TASK DETAILS | Rewrite the passage on the Kamishin Ryu connection from "The consequence of" up to and including "Sensei Kamimoto's satisfaction.", changing "cellar" to "basement".

READING PASSAGE |
========================================================================
THE KAMISHIN RYU CONNECTION
In 1981 Sensei Snewin began to assist in teaching at a Karate Club at Stoke Mandeville Hospital. It was during one of the sessions that a visitor came into the class who was later to have a profound effect on Sensei Snewin - Hiroshi Kamimoto. Sensei Kamimoto was a very strict traditionalist and was a student of Sensei Eiichi Kameyama, the founder of the little known "family" system of Karate called Kamishin Ryu. He was also an expert at classical swordsmanship and this was evident in his teaching of Karate as he often would relate the movements and application to sword techniques.
It was not possible for Sensei Snewin to practice with Sensei Kamimoto at this time, (Sensei Kamimoto lived in the Midlands), so Sensei Snewin continued his training with Sensei Scott in Karate and Sensei Haywood in Aikido until 1982. Fate seemed to take a hand in what was to follow, as a family relocation brought him to Staffordshire. Failing to find a Karate class in his area that was suitable, he contacted Sensei Kamimoto holding out little hope that he was still at the same location, let alone would be willing to take him on as a student. Much to his surprise, not only was Sensei Kamimoto still at the same location but he remembered Sensei Snewin and agreed to meet him to discuss his training.
The consequence of this was that Sensei Snewin became a personal student of Sensei Kamimoto for the next three years. Training took place once or twice a week with Sensei Snewin travelling to visit Sensei Kamimoto where training would take place in the converted cellar dojo at his house. These sessions were very intense with each one lasting a minimum of four hours. As the sessions were physically very demanding, it was not uncommon for Sensei Snewin to find it difficult to walk the following morning. Sensei Kamimoto was very strict and the method of training was such that Sensei Snewin was not permitted to move on to another exercise until the standard of the one being worked on was performed to Sensei Kamimoto's satisfaction.
========================================================================
GIVEN INFORMATION |
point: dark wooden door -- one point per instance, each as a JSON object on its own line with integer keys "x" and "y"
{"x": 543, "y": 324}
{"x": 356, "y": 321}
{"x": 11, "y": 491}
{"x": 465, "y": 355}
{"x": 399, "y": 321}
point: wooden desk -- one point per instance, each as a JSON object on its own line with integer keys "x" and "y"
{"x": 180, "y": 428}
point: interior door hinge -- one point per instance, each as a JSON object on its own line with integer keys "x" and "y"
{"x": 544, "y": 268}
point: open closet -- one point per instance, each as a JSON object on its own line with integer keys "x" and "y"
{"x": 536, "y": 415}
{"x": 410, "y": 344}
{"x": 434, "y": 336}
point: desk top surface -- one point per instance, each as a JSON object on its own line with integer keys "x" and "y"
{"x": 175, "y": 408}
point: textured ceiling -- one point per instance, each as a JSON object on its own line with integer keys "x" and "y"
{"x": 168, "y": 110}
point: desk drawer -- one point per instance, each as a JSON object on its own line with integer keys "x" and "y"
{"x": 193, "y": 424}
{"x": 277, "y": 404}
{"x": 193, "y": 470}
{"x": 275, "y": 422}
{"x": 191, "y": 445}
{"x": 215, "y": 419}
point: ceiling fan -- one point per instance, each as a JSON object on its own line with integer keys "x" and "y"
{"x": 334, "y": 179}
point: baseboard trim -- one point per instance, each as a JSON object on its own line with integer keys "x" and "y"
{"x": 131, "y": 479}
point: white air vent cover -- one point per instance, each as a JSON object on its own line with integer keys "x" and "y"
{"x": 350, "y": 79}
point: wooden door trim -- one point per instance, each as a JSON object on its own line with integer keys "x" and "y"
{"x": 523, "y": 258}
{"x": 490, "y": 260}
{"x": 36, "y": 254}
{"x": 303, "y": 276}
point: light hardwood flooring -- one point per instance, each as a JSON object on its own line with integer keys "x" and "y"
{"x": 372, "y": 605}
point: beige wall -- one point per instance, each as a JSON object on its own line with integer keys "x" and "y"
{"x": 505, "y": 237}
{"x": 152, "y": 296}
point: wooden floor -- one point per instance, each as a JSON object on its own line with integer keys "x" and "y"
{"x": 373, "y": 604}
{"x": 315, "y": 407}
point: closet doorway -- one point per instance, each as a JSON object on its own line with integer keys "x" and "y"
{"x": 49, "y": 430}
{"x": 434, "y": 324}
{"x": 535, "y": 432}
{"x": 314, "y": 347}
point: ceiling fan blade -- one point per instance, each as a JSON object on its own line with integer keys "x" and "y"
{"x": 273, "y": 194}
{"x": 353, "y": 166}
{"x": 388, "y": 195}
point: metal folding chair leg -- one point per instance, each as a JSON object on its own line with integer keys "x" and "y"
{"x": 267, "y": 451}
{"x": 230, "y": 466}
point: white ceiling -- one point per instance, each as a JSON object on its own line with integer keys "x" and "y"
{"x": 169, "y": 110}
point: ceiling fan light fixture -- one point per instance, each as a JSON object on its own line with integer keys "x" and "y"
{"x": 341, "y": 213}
========================================================================
SOLUTION TO THE EXERCISE |
The consequence of this was that Sensei Snewin became a personal student of Sensei Kamimoto for the next three years. Training took place once or twice a week with Sensei Snewin travelling to visit Sensei Kamimoto where training would take place in the converted basement dojo at his house. These sessions were very intense with each one lasting a minimum of four hours. As the sessions were physically very demanding, it was not uncommon for Sensei Snewin to find it difficult to walk the following morning. Sensei Kamimoto was very strict and the method of training was such that Sensei Snewin was not permitted to move on to another exercise until the standard of the one being worked on was performed to Sensei Kamimoto's satisfaction.